═══ Text section

Publication information
- Publisher: Street & Smith (1939–1943)
- First appearance: The Avenger #1 (Sept., 1939)
- Created by: Paul Ernst as "Kenneth Robeson"

In-story information
- Alter ego: Richard Henry Benson
- Supporting character of: Fergus "Mac" MacMurdie; Algernon Heathcote "Smitty" Smith; Nellie Gray; Josh and Rosabel Newton; Cole Wilson;

= Avenger (pulp-magazine character) =

Fictional pulp-magazine character

The Avenger is a fictional character whose original adventures appeared between September 1939 and September 1942 in the pulp magazine The Avenger, published by Street & Smith, which ran 24 issues. Five additional short stories were published in Clues Detective magazine (1942–1943), and a sixth novelette in The Shadow magazine in 1943. Decades later, newly written pastiches were commissioned and published by Warner Brothers' Paperback Library from 1973 to 1974.

The Avenger was a pulp hero who combined elements of Doc Savage and The Shadow. The authorship of the pulp series was credited by Street & Smith to Kenneth Robeson, the same byline that appeared on the Doc Savage stories. Most of the original Avenger stories were actually written by Paul Ernst. The "Kenneth Robeson" name was a house pseudonym used by a number of different Street & Smith writers.

==History==
In the late 1930s following in the wake of a slew of magazine cancellations (The Skipper, Bill Barnes and The Whisperer "had failed to capture the audience loyalty" of Doc Savage and the Shadow), Street & Smith's circulation manager Henry William Ralston and editor John L. Nanovic set out to create a new hero combining elements of both. They obtained advice from Lester Dent and Walter B. Gibson in the creation of the Avenger, and hired writer Paul Ernst. Both Dent and Gibson met with Ernst to give him advice on his stories, Dent focused on characterization and Gibson on plotting. The character of the Avenger, described by pulp expert Don Hutchison as "clearly an effort to form a hybrid of the company's more successful creations", echoed his forebears in other ways also. Whereas Doc Savage was known as "The Man of Bronze", the Avenger was described as "The Man of Steel". The Avenger's "marksman's eyes" echoed the "burning eyes" of the Shadow, who continued to be referred to as "The Masked Avenger".

══════

■ **What is asked**
Please write out the part of the Avenger text above between "The Avenger is" and "1973 to 1974.", inclusive.

═══ Supplied material

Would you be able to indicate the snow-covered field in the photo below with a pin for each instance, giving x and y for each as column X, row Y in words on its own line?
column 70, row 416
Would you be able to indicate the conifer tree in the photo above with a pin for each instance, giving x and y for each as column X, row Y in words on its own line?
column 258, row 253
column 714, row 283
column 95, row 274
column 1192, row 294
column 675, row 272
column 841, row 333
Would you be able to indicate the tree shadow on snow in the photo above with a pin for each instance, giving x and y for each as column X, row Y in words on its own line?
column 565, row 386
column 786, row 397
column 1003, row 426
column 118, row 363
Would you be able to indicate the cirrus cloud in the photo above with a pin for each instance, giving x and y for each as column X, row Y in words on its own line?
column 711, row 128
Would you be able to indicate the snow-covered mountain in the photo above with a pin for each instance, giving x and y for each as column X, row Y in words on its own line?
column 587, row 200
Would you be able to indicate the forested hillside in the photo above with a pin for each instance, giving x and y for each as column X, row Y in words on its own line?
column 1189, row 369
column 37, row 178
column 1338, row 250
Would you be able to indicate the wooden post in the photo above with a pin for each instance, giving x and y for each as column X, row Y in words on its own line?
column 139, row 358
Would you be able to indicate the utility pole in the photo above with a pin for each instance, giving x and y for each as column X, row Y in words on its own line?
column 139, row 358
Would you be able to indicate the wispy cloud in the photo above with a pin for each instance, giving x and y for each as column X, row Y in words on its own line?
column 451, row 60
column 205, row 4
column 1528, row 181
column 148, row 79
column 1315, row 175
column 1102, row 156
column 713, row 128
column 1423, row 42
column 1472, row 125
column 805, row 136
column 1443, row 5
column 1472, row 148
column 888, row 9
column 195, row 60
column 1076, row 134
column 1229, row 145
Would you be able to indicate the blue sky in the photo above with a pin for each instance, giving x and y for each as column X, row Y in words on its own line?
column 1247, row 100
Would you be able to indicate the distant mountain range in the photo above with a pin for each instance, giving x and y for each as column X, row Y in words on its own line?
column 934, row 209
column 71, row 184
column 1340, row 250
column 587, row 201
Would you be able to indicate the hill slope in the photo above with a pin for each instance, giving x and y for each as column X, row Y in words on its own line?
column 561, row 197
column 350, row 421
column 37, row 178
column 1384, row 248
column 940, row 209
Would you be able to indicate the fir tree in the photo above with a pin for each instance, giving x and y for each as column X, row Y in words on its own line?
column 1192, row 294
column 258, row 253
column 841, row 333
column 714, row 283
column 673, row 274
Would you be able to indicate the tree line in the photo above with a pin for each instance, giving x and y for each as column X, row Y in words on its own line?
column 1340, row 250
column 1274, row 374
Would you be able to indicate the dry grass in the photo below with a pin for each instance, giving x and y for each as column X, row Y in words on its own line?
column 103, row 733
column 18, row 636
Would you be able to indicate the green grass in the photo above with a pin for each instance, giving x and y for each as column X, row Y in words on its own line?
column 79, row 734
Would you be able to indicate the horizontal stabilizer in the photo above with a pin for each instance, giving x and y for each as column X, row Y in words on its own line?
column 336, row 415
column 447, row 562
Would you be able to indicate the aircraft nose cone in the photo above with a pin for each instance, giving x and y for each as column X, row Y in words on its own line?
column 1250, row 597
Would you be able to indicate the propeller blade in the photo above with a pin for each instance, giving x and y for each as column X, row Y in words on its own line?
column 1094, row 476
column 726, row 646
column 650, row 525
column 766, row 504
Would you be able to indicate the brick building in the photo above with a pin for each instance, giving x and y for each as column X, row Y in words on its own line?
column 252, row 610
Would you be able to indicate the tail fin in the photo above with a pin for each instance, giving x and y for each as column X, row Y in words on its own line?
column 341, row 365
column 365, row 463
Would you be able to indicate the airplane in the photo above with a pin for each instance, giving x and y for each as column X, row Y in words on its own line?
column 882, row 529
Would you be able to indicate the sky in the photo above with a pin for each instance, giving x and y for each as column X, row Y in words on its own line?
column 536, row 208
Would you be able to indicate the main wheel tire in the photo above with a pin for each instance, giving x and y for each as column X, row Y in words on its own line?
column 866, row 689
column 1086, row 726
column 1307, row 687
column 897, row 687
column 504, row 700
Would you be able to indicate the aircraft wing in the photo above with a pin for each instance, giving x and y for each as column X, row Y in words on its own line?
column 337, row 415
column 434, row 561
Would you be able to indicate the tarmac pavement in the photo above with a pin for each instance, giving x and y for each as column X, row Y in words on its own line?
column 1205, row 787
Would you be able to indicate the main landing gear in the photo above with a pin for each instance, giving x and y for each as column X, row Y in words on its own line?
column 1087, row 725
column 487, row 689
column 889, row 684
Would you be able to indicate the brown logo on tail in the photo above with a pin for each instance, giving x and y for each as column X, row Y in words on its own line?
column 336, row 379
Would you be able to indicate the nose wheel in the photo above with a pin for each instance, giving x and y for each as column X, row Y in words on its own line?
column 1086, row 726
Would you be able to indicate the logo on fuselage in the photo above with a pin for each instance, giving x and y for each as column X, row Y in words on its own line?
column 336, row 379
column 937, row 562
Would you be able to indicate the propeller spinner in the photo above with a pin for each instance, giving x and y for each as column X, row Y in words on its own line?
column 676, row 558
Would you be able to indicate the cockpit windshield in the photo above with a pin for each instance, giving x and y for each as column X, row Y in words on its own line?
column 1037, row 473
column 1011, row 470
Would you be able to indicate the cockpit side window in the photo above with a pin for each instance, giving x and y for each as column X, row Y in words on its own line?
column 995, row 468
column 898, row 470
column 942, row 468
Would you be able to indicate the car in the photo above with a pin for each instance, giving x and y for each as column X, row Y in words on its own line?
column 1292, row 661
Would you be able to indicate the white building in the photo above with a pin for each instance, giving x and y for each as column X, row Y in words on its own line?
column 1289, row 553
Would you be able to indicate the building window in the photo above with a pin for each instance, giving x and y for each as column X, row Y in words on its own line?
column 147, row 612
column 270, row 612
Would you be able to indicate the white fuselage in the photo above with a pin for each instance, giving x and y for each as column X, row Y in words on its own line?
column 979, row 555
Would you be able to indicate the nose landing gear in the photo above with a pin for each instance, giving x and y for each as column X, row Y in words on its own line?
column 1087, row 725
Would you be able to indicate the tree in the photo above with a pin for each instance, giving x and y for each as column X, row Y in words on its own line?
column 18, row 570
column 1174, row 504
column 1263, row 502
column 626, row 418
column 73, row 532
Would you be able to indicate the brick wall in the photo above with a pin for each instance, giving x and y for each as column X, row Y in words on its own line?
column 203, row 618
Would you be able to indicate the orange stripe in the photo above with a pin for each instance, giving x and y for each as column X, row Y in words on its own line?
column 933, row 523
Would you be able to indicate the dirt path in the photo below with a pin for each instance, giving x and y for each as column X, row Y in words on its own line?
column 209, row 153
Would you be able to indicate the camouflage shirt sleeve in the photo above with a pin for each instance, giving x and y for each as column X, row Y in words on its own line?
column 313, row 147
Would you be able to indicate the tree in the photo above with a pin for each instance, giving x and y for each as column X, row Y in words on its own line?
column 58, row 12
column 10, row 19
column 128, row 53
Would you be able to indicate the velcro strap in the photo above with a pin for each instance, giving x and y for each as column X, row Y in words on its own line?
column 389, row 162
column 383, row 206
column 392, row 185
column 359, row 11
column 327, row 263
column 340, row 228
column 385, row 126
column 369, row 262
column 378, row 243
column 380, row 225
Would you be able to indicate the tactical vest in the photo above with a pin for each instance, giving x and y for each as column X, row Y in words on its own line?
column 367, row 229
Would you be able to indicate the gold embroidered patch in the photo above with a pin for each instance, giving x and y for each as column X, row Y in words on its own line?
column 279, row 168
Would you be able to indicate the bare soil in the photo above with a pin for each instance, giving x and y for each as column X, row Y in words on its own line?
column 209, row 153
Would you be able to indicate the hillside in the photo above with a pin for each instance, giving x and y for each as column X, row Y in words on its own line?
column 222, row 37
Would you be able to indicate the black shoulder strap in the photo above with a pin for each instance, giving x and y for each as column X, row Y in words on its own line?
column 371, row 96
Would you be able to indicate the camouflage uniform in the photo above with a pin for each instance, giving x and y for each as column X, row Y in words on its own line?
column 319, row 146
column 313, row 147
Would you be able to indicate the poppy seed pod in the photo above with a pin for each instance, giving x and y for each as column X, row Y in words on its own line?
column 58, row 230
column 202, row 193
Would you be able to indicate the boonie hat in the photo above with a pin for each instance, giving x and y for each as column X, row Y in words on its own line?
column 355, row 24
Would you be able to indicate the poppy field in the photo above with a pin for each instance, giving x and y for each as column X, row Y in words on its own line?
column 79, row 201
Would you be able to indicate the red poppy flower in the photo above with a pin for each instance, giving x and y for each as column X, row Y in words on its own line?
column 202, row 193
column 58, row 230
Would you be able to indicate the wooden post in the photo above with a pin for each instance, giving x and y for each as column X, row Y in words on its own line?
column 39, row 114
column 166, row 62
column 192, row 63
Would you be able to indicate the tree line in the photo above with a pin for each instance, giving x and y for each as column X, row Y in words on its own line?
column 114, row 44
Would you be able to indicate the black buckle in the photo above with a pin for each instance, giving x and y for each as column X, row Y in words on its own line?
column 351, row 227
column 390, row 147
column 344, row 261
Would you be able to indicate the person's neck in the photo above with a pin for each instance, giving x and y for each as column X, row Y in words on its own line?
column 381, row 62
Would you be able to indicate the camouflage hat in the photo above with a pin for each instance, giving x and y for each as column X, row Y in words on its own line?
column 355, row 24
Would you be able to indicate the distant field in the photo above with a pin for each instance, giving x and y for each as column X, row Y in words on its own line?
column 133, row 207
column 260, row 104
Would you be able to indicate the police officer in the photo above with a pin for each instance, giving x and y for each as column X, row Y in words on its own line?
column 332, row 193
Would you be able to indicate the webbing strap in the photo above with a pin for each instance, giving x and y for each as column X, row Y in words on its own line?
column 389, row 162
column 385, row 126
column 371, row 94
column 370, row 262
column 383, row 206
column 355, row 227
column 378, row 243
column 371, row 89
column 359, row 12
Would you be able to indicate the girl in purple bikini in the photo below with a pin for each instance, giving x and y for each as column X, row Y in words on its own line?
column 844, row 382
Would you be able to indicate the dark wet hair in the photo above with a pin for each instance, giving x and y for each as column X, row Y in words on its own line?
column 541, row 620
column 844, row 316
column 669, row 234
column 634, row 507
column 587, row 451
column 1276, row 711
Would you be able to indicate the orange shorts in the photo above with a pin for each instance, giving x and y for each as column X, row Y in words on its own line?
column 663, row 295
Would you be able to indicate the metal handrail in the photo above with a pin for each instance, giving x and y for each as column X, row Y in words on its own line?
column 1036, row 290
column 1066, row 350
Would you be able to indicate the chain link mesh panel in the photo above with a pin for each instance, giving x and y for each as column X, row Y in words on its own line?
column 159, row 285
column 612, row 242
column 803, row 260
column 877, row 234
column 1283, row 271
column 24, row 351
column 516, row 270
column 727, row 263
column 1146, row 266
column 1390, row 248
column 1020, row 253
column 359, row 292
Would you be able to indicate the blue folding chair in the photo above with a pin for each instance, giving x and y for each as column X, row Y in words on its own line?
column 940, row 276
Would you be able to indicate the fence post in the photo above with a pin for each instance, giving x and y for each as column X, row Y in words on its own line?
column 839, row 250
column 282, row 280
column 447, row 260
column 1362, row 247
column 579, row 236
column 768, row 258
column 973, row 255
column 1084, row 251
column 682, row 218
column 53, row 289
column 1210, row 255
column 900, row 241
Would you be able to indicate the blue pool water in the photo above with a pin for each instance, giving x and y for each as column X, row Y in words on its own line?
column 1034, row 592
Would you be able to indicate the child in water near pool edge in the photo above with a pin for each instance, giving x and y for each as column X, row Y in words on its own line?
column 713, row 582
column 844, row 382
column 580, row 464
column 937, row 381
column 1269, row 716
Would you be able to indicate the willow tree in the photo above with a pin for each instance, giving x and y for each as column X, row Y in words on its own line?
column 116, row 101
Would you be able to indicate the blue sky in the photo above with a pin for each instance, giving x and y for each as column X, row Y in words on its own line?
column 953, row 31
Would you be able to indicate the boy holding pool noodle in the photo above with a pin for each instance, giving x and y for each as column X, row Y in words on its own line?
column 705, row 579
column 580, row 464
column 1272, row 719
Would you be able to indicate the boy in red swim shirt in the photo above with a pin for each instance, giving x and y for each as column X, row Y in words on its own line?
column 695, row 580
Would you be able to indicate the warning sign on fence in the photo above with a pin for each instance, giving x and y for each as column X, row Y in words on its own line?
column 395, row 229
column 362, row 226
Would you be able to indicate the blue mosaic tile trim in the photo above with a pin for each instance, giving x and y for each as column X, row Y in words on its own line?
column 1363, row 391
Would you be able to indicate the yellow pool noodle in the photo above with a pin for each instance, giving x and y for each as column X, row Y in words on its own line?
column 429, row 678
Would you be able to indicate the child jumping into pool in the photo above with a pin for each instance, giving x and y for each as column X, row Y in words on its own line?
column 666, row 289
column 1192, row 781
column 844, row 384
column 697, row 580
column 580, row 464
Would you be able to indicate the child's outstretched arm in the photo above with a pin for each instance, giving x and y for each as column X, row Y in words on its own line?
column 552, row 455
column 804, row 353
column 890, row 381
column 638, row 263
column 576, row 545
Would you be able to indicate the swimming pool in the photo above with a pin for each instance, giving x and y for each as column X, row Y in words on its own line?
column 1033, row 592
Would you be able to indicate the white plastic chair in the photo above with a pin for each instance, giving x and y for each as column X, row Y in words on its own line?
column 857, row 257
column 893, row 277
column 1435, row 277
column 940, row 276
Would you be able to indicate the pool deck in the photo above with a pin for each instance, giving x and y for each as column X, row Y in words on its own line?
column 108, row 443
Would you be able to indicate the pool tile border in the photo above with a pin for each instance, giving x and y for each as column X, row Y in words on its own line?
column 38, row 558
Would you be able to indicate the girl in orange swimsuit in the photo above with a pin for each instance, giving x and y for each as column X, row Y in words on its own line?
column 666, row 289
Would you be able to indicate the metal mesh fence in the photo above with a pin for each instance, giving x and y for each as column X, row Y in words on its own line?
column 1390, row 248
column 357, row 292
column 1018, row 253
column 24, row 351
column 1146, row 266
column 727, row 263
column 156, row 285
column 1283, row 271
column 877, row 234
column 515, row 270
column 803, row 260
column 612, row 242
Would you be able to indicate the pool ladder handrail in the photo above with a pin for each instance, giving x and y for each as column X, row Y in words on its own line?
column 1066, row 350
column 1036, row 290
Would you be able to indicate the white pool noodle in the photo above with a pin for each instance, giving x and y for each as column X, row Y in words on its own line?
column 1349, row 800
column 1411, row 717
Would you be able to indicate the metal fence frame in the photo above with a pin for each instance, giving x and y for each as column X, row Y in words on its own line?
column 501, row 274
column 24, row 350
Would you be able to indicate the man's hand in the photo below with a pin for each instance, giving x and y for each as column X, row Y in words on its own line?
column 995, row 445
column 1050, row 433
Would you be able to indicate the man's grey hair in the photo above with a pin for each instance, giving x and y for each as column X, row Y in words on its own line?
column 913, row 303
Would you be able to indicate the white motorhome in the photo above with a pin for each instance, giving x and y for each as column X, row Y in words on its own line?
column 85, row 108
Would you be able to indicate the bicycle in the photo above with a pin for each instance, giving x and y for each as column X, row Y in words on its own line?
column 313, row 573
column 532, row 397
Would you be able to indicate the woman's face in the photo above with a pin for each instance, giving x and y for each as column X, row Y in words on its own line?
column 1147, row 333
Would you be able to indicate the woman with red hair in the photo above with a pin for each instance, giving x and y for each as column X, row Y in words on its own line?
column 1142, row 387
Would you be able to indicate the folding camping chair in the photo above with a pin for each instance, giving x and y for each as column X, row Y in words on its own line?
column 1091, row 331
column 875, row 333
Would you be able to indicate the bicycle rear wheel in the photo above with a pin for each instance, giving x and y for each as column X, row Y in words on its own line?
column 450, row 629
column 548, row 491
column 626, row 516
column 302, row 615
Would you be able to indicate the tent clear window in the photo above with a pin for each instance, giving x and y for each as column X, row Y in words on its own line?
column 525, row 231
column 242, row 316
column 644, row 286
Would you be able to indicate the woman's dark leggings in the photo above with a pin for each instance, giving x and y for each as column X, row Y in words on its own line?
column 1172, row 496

══════

■ **Finished task**
The Avenger is a fictional character whose original adventures appeared between September 1939 and September 1942 in the pulp magazine The Avenger, published by Street & Smith, which ran 24 issues. Five additional short stories were published in Clues Detective magazine (1942–1943), and a sixth novelette in The Shadow magazine in 1943. Decades later, newly written pastiches were commissioned and published by Warner Brothers' Paperback Library from 1973 to 1974.